_What the exercise asks_
Reproduce the items below with every occurrence of "wooden bench" changed to "garden bench" and all other text left as it is. Omit the pictures from your answer.

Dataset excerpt
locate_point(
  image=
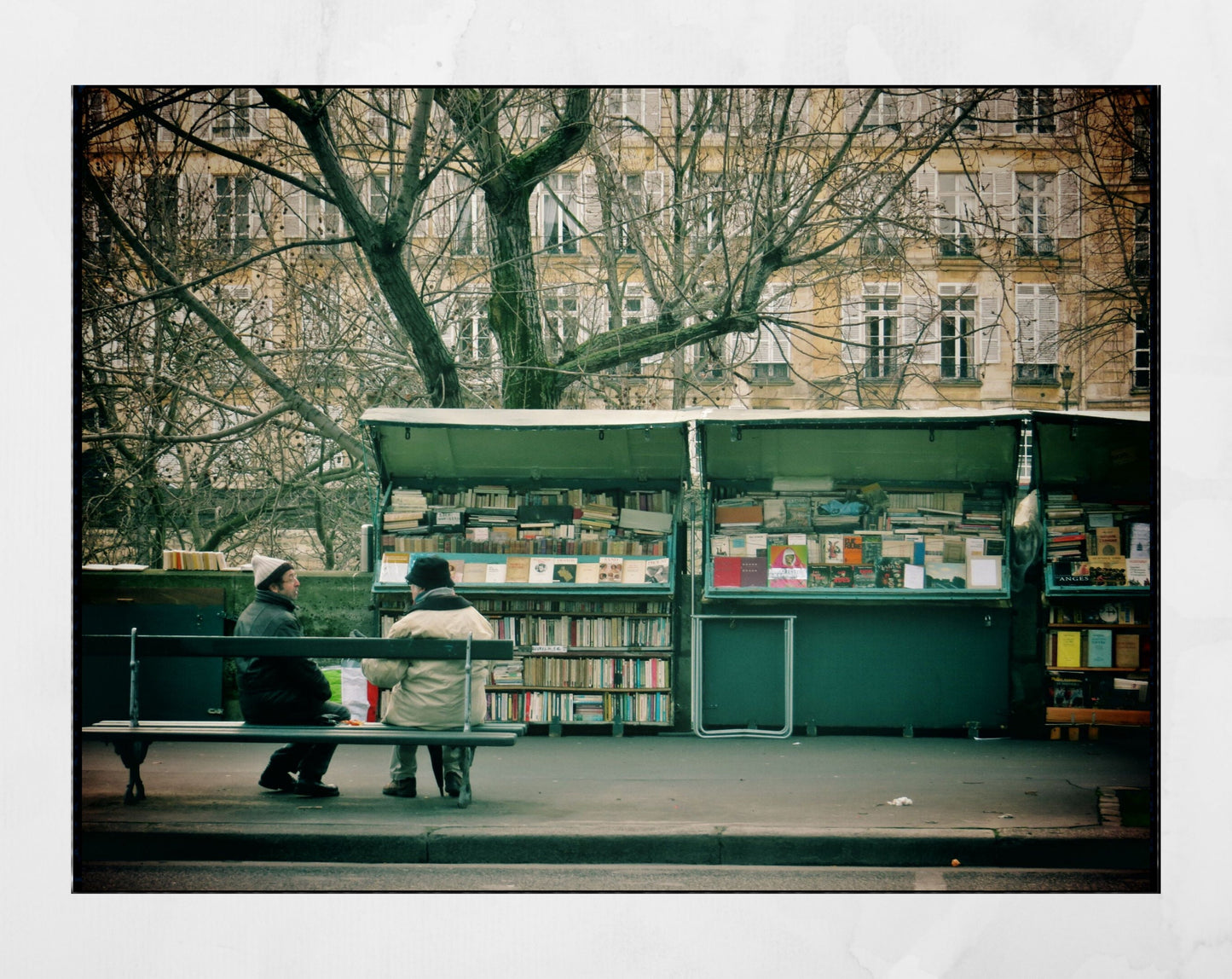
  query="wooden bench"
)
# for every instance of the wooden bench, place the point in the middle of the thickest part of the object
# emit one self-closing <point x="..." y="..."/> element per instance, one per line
<point x="133" y="736"/>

_Reply_
locate_point(
  image=
  query="garden bench"
)
# for every instance of the garden bench, place the point in the middle of the thickest part of the object
# emit one self-closing <point x="..." y="..."/> element per instance, one per line
<point x="133" y="736"/>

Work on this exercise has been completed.